Unified FedAvg recipe for PyTorch, TensorFlow, and Scikit-learn.

FedAvg is a fundamental federated learning algorithm that aggregates model updates from multiple clients by computing a weighted average based on the amount of local training data. This recipe sets up a complete federated learning workflow with memory-efficient InTime aggregation.

The recipe configures: - A federated job with initial model (optional) - FedAvg controller with InTime aggregation for memory efficiency - Optional early stopping and model selection - Script runners for client-side training execution

Parameters:

name – Name of the federated learning job. Defaults to “fedavg”.
model – Initial model to start federated training with. Can be: - Model instance (nn.Module, tf.keras.Model, etc.) - Dict config: {“class_path”: “module.ClassName”, “args”: {“param”: value}} - None: no initial model For framework-specific types (nn.Module, tf.keras.Model), use the corresponding framework recipe (e.g., nvflare.app_opt.pt.recipes.FedAvgRecipe).
initial_ckpt – Absolute path to a pre-trained checkpoint file. The file may not exist locally as it could be on the server. Used to load initial weights.

Record excerpts:
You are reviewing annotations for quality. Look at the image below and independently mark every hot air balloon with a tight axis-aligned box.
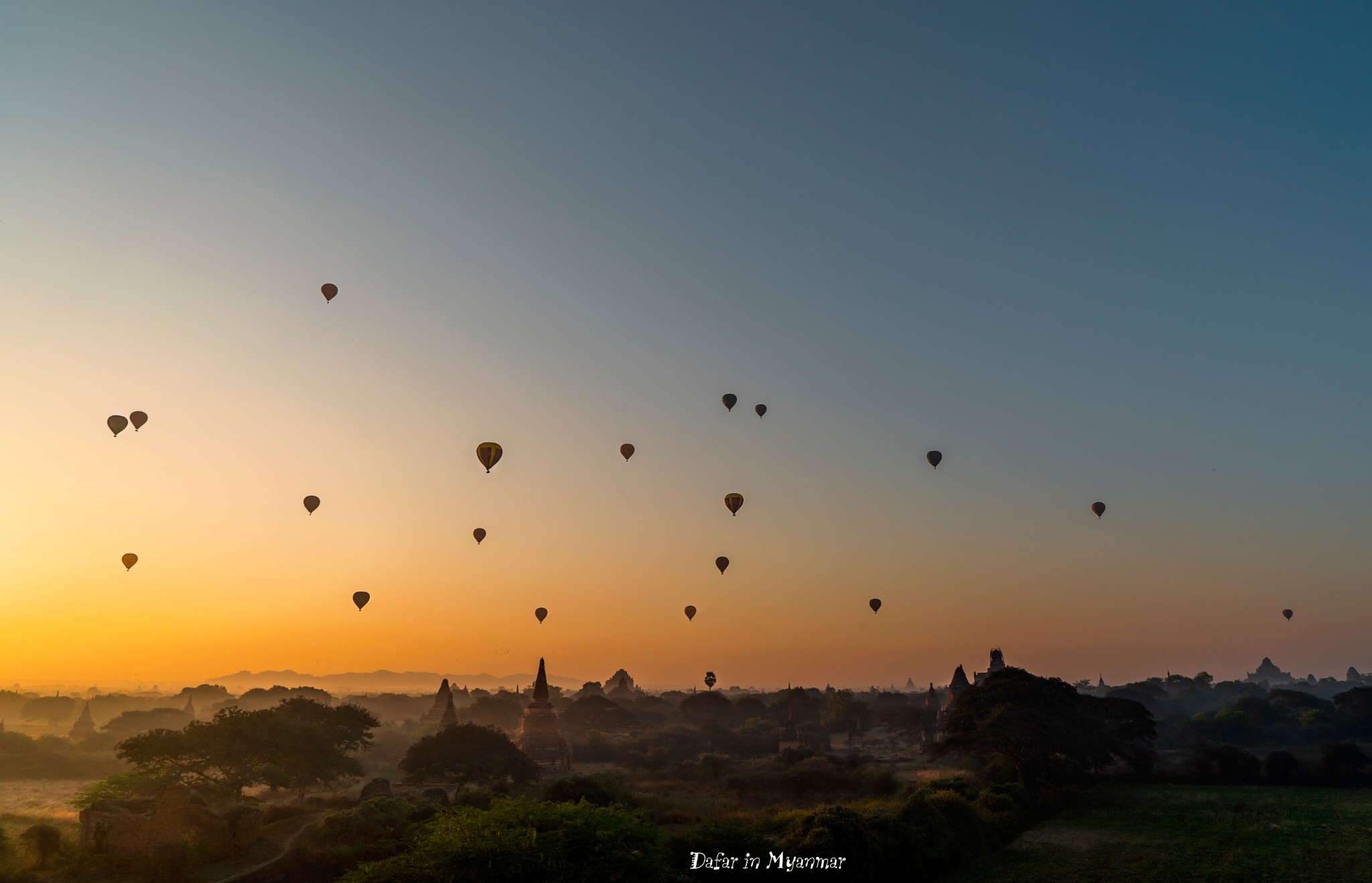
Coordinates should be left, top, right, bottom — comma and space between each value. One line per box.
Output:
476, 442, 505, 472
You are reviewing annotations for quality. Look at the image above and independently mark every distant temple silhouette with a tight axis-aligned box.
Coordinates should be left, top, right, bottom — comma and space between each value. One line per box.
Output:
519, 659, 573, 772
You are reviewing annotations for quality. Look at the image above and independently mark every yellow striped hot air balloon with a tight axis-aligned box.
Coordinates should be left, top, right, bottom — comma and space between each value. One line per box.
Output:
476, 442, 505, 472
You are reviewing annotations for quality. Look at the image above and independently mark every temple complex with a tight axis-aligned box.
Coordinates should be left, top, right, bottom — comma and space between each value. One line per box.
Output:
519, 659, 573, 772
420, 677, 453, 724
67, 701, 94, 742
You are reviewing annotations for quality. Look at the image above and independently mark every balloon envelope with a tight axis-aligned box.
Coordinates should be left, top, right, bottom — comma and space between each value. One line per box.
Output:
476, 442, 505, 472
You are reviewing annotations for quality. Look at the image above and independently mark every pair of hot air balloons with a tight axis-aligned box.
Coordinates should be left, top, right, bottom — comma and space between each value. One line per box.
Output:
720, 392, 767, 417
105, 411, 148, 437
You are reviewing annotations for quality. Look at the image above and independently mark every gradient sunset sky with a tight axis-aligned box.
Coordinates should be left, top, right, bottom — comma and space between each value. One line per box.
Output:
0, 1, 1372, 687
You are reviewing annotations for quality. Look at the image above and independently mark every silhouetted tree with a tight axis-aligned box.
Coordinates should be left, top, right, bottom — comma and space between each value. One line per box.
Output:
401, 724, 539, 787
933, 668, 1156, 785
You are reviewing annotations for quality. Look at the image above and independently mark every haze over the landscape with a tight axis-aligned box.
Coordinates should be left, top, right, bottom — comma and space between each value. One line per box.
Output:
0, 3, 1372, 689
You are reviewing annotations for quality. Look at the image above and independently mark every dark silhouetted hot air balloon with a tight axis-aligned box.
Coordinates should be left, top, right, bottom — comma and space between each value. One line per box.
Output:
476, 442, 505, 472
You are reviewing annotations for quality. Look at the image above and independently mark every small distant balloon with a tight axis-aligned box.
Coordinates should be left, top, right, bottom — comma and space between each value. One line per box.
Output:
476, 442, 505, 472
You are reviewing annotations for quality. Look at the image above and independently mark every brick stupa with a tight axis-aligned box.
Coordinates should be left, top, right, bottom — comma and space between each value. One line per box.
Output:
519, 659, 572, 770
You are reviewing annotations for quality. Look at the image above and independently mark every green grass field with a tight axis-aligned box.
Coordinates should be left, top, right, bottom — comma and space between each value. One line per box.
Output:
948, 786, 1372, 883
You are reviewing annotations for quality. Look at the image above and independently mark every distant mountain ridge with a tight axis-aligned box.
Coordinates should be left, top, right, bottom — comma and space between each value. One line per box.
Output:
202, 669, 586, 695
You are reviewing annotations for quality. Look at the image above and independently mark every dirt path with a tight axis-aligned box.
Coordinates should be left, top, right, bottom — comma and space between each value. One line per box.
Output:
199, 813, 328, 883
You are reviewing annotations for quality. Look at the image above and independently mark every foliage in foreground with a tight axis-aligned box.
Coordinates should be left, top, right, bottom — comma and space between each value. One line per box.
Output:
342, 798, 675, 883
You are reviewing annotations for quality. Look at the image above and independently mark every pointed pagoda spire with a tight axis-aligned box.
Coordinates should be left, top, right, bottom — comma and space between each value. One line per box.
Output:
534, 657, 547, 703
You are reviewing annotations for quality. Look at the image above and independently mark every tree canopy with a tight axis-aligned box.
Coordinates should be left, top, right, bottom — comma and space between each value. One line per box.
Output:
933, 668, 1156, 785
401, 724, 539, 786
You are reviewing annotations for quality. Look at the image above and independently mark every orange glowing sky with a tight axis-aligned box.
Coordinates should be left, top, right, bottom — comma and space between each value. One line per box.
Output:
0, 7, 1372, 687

Problem set:
**a)** From the FedAvg recipe text, reproduce word for word the part starting with "name – Name" and going on through "load initial weights.".
**b)** Decide whether each statement agrees with the FedAvg recipe text. Give yes or no for each, along with the deciding words from the text, quoted exactly.
(i) If no name is given, the job is called "fedavg".
(ii) An initial model must always be supplied.
(iii) The checkpoint file given by initial_ckpt has to exist locally.
Rely only on the FedAvg recipe text.

Answers for the tasks:
**a)**
name – Name of the federated learning job. Defaults to “fedavg”.
model – Initial model to start federated training with. Can be: - Model instance (nn.Module, tf.keras.Model, etc.) - Dict config: {“class_path”: “module.ClassName”, “args”: {“param”: value}} - None: no initial model For framework-specific types (nn.Module, tf.keras.Model), use the corresponding framework recipe (e.g., nvflare.app_opt.pt.recipes.FedAvgRecipe).
initial_ckpt – Absolute path to a pre-trained checkpoint file. The file may not exist locally as it could be on the server. Used to load initial weights.

**b)**
(i) Yes: "Defaults to “fedavg”."
(ii) No: "None: no initial model"
(iii) No: "The file may not exist locally as it could be on the server."